---------- Exercise inputs ----------

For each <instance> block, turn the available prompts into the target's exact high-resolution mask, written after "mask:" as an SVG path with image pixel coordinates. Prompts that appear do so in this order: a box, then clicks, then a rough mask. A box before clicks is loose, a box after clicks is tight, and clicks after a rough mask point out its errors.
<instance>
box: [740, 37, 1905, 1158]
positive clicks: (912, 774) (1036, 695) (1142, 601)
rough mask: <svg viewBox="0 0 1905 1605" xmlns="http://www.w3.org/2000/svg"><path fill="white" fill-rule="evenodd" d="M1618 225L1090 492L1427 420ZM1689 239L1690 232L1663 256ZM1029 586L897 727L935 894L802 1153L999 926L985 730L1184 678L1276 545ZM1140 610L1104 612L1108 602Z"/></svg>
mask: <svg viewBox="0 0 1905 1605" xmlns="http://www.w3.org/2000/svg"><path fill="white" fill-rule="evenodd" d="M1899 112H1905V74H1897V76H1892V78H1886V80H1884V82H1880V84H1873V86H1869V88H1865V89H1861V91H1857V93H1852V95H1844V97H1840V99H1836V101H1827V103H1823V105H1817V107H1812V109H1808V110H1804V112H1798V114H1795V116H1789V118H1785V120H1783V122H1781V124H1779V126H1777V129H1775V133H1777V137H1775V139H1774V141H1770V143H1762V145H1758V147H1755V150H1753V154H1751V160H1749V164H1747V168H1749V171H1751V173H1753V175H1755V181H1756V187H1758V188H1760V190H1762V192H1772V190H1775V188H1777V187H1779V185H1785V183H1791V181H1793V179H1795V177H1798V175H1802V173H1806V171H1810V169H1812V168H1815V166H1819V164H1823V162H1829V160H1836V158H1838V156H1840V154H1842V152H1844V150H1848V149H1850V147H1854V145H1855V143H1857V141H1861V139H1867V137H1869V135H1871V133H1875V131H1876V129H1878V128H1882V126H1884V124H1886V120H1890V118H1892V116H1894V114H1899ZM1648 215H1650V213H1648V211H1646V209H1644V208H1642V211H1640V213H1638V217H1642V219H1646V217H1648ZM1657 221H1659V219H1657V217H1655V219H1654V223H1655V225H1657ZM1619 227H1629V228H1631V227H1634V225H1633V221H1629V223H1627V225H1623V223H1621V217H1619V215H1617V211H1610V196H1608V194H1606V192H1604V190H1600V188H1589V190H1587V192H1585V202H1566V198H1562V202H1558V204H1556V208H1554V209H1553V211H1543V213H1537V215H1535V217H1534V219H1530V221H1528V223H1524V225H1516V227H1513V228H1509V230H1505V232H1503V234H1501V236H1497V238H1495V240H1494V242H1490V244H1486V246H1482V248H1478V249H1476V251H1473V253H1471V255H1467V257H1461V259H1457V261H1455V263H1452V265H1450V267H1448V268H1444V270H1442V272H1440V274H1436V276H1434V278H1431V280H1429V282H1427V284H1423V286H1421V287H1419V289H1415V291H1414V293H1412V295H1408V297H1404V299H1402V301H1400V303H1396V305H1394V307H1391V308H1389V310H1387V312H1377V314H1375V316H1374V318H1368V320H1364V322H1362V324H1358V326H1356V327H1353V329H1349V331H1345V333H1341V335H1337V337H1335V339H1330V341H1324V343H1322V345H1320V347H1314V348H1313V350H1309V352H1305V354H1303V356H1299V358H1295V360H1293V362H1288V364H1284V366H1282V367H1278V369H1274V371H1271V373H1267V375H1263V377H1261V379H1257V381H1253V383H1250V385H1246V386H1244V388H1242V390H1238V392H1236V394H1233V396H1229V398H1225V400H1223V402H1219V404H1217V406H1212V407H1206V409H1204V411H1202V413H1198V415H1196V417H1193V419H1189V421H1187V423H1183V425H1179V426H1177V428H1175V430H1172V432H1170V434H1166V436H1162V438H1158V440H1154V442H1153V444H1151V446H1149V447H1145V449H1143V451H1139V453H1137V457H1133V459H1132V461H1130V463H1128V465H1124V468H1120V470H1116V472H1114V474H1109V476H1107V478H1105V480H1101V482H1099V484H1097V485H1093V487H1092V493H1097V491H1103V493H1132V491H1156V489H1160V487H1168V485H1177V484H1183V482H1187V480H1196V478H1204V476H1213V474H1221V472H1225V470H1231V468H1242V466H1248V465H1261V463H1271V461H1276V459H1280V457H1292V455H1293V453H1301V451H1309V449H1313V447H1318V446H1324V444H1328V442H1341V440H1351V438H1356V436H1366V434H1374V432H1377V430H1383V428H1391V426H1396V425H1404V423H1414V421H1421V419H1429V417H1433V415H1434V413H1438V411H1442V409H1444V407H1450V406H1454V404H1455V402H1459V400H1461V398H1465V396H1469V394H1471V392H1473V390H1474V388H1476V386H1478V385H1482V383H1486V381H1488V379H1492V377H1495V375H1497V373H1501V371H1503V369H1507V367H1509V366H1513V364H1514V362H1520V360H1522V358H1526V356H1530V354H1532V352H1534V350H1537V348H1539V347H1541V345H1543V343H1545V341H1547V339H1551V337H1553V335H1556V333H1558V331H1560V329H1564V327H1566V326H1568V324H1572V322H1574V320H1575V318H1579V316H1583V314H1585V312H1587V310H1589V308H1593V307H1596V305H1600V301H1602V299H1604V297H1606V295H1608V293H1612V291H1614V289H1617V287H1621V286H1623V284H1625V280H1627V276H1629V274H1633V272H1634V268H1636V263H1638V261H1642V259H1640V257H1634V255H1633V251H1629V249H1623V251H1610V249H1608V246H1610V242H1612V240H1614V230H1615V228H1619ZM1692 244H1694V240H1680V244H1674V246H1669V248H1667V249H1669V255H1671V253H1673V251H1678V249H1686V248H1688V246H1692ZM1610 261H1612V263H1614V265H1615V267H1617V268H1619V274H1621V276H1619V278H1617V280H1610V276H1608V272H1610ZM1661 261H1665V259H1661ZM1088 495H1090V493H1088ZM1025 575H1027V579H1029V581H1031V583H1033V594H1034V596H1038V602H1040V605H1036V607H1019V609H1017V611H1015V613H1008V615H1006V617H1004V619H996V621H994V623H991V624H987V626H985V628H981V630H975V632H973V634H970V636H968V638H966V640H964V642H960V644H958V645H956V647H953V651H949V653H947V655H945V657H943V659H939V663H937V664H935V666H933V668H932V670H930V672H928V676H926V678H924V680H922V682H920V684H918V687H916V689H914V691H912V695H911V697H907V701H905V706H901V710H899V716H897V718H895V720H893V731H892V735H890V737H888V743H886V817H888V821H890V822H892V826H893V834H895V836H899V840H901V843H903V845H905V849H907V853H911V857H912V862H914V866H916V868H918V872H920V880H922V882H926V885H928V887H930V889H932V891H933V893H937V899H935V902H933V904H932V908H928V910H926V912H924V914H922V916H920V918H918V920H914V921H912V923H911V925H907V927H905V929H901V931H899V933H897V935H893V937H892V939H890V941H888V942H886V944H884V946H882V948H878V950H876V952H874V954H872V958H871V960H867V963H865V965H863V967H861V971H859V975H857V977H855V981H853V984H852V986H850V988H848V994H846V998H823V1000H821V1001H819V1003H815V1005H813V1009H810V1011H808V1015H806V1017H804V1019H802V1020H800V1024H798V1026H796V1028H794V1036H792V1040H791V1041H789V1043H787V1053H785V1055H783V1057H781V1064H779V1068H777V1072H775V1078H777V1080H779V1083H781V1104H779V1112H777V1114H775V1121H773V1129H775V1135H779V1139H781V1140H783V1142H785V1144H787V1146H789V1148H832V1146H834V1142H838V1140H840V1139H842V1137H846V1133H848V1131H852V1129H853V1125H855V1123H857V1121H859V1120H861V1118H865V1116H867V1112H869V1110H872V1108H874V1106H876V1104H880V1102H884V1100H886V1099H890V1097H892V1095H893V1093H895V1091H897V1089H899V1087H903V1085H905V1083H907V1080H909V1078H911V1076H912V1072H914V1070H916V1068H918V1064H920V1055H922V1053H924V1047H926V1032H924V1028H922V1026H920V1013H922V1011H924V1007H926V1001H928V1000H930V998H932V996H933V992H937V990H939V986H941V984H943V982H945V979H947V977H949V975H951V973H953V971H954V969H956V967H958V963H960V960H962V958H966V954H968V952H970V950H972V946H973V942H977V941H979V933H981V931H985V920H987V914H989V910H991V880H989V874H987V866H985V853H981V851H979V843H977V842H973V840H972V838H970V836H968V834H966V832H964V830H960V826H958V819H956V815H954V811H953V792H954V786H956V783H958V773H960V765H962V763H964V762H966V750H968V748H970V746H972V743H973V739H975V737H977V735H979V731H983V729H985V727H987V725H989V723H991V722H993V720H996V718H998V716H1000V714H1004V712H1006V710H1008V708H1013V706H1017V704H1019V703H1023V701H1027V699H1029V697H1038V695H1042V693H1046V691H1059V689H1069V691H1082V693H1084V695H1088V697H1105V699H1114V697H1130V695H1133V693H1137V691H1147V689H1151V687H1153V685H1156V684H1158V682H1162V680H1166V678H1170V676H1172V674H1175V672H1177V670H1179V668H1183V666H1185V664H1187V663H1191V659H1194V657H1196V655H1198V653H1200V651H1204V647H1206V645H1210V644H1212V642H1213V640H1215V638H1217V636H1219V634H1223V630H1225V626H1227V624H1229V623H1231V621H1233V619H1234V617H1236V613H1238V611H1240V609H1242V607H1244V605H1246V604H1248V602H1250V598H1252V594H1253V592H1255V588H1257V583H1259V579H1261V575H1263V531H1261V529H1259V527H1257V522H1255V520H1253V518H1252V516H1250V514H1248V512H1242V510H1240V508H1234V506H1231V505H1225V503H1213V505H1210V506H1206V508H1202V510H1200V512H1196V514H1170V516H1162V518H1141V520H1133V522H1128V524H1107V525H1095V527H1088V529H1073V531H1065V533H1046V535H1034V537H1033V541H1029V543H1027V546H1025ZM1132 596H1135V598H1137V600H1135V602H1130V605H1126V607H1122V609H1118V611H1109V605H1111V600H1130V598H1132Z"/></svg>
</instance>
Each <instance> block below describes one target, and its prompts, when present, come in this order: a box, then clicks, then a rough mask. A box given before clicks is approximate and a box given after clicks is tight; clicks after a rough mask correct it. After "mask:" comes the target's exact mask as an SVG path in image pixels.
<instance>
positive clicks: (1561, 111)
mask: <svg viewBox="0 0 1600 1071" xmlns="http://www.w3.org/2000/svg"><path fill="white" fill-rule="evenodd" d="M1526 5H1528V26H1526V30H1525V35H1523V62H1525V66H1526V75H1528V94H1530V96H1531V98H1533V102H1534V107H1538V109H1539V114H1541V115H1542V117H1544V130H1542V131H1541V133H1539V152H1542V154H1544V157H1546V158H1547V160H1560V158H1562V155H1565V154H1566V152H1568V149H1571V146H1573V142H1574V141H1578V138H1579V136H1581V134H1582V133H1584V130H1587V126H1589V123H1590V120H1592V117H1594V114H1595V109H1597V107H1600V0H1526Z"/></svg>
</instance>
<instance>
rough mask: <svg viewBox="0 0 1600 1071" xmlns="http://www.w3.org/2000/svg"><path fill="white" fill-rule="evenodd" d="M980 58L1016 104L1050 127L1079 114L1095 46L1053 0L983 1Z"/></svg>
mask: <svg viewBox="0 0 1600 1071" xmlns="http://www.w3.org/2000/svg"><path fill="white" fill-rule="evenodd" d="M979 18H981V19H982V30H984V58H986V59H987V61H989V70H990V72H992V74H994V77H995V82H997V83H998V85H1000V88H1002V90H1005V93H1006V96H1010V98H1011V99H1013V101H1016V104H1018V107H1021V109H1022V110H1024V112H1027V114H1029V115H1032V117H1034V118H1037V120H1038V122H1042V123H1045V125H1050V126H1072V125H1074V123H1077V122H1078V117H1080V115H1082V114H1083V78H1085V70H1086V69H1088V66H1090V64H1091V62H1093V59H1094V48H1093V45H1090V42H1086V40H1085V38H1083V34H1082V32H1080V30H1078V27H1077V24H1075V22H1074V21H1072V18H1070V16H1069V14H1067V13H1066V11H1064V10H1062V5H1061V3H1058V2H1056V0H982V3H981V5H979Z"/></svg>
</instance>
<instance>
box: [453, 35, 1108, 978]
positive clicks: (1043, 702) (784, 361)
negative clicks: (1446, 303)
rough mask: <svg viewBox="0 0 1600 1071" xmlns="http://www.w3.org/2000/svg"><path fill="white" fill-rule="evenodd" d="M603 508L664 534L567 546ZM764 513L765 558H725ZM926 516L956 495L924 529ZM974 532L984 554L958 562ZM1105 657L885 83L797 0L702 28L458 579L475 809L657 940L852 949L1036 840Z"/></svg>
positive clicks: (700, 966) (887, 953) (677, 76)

----------

Please rewrite everything from the start of the rows down through the line containing "225L1090 492L1427 420ZM1689", substituting "coarse mask" for "rough mask" and leaving all else unchanged.

For each <instance> block, turn the available prompts into the target's exact high-resolution mask, written after "mask:" as an SVG path with image pixel coordinates. Prompts that appear do so in this order: a box, then clicks, then a coarse mask. A box before clicks is loose, a box after clicks is tight, and clicks after a coarse mask point out its errors.
<instance>
box: [740, 37, 1905, 1158]
positive clicks: (912, 774) (1036, 695) (1142, 601)
coarse mask: <svg viewBox="0 0 1905 1605" xmlns="http://www.w3.org/2000/svg"><path fill="white" fill-rule="evenodd" d="M1618 225L1090 492L1427 420ZM1689 239L1690 232L1663 256ZM1029 586L897 727L935 894L802 1153L999 926L985 730L1184 678L1276 545ZM1140 610L1104 612L1108 602Z"/></svg>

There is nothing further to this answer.